## Quoted passage
Re: dismax, and too much qf?

2011-03-07 Thread Jeff Schmidt
Hi Jonathan:

On Mar 7, 2011, at 8:33 AM, Jonathan Rochkind wrote:

> I use about that many qf's in Solr 1.4.1.   It works. I'm not entirely sure 
> if it has performance implications -- I do have searching that is somewhat 
> slower then I'd like, but I'm not sure if the lengthy qf is a contributing 
> factor, or other things I'm doing (like a dozen different facet.fields too!). 
>   I haven't profiled everything.  But it doesn't grind my Solr to a halt or 
> anything, it works.

Thanks for the feedback on that. I'll learn more on how this performs in the 
coming months, but if the approach is doomed from the start, that would be good 
to know sooner rather than later, so I could consider doing something else (not 
sure what that would be). It is a pretty big customer requirement though, so 
perhaps it can be carried out regardless by using more EC2 instances? :)

> Seperately, I've also been thinking of other ways to get similar highlighting 
> behavior as you describe, give the 'field' that the match was in in the 
> highlight response, but haven't come up with anything great, if your approach 
> works, that's cool.  I've been trying to think of a way to store a single 
> stored field in a structured format (CSV? XML?), and somehow have the 
> highlighter return the complete 'field' that matches, not just the 
> surrounding X words. But haven't gotten anywhere on that, just an idle 
> thought.

## Information provided
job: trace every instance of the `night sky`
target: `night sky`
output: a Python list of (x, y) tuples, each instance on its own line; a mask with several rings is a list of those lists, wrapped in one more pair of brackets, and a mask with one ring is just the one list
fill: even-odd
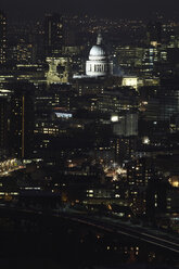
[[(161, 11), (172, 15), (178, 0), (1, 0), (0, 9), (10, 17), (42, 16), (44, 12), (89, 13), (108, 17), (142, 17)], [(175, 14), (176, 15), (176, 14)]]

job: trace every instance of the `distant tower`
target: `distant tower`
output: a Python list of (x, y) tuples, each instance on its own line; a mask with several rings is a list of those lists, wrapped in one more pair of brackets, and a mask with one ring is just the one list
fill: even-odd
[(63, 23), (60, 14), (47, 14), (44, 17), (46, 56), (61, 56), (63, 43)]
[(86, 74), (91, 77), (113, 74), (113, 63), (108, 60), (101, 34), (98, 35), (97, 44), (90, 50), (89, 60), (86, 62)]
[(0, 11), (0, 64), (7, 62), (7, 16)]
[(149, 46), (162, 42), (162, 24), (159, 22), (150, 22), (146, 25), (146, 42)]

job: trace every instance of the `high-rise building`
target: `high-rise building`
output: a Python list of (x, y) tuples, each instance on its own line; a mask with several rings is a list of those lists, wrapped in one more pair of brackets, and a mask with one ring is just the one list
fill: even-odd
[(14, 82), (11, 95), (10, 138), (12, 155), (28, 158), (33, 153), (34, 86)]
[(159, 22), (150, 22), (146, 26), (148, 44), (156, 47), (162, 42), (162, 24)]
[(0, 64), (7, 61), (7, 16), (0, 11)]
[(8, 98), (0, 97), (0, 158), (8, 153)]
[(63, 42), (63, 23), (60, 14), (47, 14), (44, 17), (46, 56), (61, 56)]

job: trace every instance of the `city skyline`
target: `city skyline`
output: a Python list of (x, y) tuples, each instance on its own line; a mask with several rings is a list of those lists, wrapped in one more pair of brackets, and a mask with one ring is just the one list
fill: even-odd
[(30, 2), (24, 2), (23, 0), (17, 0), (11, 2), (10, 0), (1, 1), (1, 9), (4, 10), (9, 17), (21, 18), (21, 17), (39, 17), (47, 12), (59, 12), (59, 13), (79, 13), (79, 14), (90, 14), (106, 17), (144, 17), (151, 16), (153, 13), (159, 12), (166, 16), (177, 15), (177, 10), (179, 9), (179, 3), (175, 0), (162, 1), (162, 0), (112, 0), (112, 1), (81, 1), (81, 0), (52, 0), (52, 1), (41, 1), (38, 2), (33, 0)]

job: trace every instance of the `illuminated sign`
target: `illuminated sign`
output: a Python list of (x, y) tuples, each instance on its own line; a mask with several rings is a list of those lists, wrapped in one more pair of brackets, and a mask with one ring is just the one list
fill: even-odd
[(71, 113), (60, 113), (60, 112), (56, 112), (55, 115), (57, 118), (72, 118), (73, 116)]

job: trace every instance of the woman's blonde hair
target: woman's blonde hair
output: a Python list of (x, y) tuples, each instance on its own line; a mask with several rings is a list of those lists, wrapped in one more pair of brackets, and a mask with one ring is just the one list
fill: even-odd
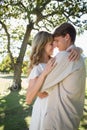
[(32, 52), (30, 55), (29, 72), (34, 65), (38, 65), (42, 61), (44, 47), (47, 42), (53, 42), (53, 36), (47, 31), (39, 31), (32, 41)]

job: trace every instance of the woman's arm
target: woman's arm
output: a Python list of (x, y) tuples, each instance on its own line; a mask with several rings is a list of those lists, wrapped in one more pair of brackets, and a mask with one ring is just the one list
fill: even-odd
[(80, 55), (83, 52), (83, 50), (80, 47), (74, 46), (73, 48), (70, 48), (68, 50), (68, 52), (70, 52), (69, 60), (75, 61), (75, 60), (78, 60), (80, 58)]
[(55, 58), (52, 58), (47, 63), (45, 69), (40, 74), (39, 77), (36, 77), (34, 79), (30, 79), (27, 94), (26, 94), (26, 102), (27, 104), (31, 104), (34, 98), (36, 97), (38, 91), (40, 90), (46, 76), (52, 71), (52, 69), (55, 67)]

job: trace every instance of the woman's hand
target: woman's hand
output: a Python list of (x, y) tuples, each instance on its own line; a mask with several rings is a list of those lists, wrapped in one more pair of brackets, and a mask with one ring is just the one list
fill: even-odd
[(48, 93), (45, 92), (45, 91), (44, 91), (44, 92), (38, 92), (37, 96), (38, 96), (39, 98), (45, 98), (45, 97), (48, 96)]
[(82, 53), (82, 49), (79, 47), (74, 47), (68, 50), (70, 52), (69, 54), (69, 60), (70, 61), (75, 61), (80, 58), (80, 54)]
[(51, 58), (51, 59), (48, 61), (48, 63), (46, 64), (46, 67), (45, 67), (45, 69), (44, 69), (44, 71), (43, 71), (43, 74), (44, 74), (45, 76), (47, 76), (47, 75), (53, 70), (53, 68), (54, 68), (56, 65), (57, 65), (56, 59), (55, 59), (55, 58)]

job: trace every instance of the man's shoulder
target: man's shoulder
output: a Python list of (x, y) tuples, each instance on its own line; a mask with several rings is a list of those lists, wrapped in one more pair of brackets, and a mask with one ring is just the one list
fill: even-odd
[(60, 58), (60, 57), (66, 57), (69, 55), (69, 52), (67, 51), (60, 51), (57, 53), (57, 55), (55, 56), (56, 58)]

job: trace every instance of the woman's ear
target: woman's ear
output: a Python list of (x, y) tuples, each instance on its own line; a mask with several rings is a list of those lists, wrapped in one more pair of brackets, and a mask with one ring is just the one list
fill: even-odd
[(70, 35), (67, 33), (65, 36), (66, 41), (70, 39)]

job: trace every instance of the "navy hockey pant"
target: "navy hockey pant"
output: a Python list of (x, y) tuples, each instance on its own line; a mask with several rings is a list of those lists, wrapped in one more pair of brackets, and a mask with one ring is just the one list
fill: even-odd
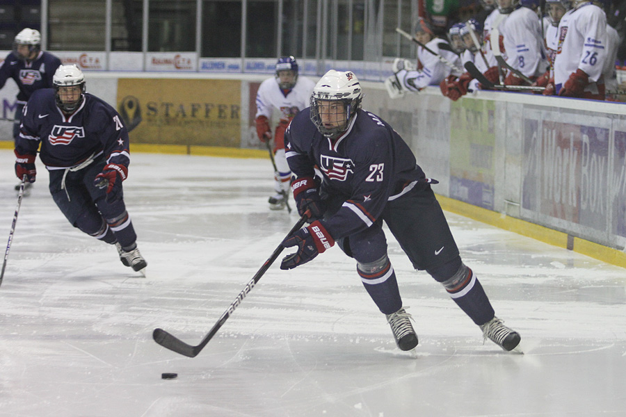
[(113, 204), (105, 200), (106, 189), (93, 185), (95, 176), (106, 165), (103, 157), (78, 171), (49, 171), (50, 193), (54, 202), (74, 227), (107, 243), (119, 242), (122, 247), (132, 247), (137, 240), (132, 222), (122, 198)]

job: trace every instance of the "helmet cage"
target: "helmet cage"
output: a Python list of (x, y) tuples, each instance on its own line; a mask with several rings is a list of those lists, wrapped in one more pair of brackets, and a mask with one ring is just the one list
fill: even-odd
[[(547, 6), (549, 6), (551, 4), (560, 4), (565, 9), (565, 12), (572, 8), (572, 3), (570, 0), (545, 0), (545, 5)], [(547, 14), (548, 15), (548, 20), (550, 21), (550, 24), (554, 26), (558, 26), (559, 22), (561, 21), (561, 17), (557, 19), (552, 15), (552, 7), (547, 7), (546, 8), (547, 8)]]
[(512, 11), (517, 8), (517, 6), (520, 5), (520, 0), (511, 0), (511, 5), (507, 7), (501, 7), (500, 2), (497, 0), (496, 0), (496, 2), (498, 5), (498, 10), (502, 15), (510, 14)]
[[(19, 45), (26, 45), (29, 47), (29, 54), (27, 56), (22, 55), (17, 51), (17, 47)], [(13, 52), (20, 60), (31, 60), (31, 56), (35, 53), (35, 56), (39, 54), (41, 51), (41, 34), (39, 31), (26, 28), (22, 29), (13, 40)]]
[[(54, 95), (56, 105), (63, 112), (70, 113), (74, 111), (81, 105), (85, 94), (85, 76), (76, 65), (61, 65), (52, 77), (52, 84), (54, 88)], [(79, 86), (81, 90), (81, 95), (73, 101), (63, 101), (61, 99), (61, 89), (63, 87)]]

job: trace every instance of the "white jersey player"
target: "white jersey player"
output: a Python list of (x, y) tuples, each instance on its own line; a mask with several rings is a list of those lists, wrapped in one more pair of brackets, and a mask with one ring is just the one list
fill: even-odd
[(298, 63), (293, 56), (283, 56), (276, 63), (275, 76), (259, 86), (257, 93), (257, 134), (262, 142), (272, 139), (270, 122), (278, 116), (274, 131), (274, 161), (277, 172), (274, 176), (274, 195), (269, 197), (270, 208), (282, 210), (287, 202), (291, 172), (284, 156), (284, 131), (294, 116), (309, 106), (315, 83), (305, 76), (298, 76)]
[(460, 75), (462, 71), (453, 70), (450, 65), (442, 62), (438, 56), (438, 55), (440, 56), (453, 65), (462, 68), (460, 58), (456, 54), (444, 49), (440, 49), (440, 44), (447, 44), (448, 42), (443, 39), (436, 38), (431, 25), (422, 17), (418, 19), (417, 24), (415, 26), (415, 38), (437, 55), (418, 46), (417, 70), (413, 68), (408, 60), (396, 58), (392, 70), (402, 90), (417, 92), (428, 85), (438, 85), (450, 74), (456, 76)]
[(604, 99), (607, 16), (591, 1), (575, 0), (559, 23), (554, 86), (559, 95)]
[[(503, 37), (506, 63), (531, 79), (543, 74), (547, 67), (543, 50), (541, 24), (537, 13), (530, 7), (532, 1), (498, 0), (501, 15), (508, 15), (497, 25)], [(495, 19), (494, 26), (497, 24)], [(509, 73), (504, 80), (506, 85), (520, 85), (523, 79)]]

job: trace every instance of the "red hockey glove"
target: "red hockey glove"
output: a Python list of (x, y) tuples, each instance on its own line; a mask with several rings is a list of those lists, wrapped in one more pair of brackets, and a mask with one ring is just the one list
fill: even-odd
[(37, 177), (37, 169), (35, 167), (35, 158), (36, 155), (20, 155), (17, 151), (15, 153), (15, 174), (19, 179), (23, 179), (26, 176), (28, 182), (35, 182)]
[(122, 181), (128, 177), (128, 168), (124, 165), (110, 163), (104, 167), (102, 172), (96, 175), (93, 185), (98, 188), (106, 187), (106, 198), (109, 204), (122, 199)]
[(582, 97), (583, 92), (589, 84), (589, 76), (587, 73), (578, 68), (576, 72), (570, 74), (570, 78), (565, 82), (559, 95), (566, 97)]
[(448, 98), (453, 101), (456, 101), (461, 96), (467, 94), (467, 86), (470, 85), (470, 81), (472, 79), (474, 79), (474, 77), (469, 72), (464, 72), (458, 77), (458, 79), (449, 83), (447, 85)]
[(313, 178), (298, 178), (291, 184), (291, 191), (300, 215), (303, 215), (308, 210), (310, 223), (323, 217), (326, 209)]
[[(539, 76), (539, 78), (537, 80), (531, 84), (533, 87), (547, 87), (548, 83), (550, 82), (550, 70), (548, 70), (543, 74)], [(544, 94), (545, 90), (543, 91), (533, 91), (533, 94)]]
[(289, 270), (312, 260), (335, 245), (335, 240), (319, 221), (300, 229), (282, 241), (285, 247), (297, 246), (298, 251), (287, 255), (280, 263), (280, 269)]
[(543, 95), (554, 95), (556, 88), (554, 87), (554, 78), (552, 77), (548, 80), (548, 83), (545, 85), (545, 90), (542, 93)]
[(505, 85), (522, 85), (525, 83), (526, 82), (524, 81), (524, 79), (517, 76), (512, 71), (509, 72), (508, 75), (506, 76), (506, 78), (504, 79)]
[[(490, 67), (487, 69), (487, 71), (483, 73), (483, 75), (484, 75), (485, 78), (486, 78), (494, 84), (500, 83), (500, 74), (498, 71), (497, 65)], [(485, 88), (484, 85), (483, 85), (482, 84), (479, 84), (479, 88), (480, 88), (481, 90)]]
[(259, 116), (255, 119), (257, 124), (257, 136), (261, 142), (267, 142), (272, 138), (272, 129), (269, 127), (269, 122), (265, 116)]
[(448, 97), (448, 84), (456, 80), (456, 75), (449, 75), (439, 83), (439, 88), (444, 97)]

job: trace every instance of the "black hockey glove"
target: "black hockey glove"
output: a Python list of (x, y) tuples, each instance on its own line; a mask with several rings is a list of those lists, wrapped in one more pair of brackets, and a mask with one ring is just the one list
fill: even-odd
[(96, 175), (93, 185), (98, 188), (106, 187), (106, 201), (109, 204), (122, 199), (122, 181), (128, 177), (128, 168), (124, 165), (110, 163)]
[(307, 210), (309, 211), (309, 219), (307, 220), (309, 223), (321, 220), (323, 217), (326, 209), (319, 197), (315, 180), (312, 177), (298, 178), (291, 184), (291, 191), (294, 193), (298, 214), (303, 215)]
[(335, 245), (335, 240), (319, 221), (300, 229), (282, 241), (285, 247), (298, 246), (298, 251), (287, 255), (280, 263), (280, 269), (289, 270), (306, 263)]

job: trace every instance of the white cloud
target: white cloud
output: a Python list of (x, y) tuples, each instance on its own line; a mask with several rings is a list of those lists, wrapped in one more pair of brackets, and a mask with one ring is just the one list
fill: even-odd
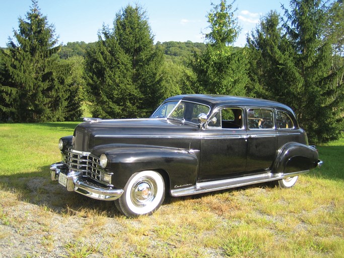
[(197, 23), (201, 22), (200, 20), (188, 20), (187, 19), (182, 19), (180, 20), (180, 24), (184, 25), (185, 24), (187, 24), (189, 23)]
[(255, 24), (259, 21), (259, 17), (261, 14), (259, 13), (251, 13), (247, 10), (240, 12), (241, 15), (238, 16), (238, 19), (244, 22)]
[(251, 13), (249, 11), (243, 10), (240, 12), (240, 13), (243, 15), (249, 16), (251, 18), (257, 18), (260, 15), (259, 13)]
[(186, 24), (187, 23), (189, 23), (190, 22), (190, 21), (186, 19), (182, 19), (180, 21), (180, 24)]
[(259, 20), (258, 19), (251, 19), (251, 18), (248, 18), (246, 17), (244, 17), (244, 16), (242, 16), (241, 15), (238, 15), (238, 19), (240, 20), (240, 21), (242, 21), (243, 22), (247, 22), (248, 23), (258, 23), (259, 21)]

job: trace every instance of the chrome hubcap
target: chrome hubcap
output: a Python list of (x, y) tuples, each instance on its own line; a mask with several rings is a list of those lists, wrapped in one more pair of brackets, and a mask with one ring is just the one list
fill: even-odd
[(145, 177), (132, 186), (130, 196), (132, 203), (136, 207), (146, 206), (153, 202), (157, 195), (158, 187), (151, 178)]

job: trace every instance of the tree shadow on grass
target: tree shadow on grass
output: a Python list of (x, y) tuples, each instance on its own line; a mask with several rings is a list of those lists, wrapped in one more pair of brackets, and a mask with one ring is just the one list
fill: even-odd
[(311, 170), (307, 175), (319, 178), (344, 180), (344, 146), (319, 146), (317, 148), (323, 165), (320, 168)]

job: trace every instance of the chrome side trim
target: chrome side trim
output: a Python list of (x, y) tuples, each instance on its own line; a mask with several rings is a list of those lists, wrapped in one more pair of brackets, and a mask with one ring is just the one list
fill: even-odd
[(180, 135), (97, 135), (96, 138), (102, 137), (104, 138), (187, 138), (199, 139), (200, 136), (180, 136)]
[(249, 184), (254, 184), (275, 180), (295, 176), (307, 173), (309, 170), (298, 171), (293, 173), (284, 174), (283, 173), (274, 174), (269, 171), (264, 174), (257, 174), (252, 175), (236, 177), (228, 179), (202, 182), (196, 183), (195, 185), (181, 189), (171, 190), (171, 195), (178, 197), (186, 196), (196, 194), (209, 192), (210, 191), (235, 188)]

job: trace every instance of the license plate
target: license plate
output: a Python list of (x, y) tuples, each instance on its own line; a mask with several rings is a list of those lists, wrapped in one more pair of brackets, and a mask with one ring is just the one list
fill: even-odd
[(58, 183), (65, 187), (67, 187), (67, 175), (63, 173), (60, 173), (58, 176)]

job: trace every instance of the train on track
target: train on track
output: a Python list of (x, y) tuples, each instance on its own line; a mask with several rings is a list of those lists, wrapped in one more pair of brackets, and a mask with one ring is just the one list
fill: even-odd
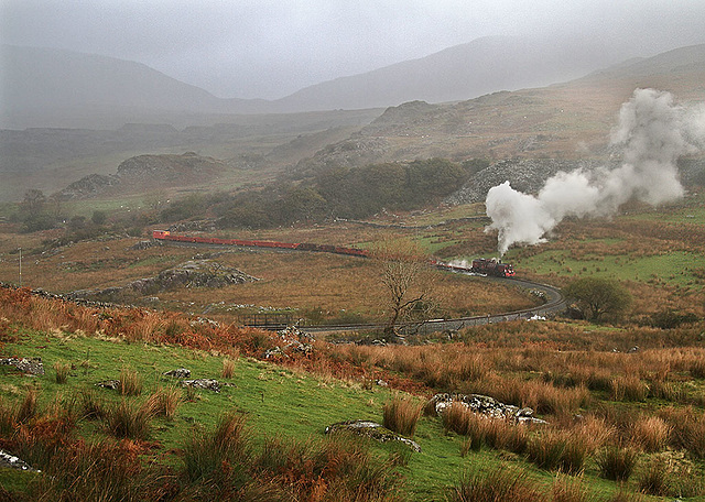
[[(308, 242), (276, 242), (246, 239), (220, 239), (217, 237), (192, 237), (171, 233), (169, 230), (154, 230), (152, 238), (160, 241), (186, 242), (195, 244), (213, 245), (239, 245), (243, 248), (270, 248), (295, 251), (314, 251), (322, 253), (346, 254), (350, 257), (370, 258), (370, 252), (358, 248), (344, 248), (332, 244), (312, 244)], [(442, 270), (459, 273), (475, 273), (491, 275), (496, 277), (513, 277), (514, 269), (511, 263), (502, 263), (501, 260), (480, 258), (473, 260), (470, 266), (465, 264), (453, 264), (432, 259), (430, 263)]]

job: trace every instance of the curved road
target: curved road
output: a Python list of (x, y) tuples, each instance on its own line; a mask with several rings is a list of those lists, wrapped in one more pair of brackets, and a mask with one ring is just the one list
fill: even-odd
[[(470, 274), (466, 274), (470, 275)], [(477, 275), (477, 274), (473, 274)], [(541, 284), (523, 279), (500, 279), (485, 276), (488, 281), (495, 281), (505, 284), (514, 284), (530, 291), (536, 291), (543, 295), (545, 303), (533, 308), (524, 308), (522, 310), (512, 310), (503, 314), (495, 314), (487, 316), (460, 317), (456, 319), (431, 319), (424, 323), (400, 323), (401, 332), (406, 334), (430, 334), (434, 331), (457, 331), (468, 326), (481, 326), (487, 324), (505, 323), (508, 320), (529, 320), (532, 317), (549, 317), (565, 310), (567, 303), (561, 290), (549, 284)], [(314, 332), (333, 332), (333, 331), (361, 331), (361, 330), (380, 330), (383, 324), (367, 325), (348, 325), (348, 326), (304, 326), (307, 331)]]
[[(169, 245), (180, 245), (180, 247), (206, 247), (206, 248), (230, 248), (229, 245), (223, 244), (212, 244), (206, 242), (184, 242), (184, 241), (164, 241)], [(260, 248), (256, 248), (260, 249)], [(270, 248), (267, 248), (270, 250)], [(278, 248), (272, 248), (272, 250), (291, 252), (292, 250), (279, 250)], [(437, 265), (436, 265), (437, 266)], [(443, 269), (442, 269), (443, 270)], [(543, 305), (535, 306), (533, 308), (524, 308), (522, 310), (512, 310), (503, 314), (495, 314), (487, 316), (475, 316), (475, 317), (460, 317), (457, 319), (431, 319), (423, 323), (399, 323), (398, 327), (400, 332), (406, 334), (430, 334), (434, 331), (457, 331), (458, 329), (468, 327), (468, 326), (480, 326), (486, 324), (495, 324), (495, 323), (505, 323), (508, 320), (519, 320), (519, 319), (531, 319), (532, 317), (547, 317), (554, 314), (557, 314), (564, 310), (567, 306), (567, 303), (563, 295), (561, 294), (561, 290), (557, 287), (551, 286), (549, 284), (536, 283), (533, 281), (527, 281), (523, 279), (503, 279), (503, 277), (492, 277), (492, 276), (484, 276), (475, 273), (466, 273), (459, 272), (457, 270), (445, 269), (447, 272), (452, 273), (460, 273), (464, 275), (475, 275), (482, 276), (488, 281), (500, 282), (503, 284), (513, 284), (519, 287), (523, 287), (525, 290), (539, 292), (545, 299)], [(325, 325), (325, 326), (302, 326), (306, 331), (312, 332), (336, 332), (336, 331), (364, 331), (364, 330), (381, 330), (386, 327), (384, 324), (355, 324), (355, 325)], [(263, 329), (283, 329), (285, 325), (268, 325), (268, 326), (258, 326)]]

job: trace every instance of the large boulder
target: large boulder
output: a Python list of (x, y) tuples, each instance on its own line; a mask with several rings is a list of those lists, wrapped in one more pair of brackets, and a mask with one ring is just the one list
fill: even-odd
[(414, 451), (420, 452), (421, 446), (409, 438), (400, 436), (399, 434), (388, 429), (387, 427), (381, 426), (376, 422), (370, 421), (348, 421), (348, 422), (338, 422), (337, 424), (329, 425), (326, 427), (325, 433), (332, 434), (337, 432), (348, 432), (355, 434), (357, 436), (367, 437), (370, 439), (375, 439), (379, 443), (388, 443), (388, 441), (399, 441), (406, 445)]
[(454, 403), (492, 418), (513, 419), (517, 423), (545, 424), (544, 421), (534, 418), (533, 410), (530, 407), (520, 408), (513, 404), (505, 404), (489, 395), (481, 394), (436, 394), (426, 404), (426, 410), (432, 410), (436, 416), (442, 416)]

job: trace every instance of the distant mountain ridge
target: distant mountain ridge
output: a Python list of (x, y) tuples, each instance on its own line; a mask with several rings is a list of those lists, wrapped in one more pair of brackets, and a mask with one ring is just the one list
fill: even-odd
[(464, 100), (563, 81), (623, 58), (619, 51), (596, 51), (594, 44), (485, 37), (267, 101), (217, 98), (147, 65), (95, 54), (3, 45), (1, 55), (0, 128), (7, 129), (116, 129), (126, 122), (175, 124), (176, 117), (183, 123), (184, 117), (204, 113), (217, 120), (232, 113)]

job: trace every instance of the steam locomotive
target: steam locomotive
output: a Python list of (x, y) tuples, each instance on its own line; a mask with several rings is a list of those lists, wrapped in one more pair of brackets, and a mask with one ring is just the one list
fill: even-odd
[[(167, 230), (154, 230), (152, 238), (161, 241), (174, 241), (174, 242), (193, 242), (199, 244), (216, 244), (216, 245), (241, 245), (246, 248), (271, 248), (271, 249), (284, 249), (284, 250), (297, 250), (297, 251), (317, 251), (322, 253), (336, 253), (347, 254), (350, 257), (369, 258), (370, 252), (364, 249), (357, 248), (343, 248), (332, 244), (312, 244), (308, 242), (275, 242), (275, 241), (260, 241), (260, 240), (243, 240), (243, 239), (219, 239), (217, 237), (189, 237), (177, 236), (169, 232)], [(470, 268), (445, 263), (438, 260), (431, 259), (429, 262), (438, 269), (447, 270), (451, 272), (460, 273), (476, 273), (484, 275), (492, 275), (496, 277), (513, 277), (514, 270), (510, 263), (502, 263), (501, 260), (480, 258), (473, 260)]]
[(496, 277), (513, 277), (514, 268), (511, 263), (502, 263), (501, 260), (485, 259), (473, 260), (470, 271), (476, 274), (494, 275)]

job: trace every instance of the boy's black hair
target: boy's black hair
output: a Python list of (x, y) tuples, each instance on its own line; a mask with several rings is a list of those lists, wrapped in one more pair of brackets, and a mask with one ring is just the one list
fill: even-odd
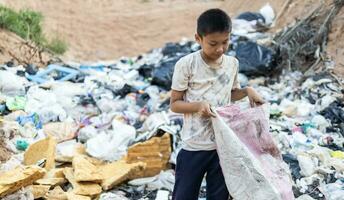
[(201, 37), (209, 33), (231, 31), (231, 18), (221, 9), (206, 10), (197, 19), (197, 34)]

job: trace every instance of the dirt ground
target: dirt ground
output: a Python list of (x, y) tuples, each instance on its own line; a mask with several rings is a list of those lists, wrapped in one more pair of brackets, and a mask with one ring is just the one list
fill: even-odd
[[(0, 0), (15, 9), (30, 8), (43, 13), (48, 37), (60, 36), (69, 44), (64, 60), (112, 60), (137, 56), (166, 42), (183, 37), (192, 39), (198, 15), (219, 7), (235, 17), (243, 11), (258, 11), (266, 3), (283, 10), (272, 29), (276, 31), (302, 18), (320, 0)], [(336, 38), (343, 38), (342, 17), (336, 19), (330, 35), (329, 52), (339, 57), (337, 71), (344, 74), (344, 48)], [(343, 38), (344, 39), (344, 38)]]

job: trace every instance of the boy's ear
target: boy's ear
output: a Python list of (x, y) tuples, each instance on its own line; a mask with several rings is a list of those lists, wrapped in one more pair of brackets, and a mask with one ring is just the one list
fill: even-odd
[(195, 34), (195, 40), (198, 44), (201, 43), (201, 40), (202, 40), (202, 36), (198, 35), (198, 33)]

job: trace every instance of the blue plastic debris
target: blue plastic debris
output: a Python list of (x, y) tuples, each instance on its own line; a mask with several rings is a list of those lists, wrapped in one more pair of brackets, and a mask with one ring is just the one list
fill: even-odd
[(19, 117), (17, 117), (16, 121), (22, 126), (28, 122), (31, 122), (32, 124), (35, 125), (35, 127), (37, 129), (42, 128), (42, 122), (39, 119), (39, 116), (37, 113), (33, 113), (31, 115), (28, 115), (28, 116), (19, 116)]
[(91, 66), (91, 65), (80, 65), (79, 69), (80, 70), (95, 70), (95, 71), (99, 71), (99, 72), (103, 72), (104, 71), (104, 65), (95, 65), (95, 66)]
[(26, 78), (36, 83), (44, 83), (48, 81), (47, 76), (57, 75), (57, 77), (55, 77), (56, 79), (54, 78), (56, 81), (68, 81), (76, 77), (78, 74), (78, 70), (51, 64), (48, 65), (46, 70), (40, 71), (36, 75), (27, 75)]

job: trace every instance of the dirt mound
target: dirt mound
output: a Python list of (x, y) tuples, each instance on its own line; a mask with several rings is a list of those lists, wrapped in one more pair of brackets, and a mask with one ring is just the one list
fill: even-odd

## The request
Reproduce the passage in the Solr dismax thread above from "2011-03-07 Thread Jeff" to "anything, it works.".

## Answer below
2011-03-07 Thread Jeff Schmidt
Hi Jonathan:

On Mar 7, 2011, at 8:33 AM, Jonathan Rochkind wrote:

> I use about that many qf's in Solr 1.4.1.   It works. I'm not entirely sure 
> if it has performance implications -- I do have searching that is somewhat 
> slower then I'd like, but I'm not sure if the lengthy qf is a contributing 
> factor, or other things I'm doing (like a dozen different facet.fields too!). 
>   I haven't profiled everything.  But it doesn't grind my Solr to a halt or 
> anything, it works.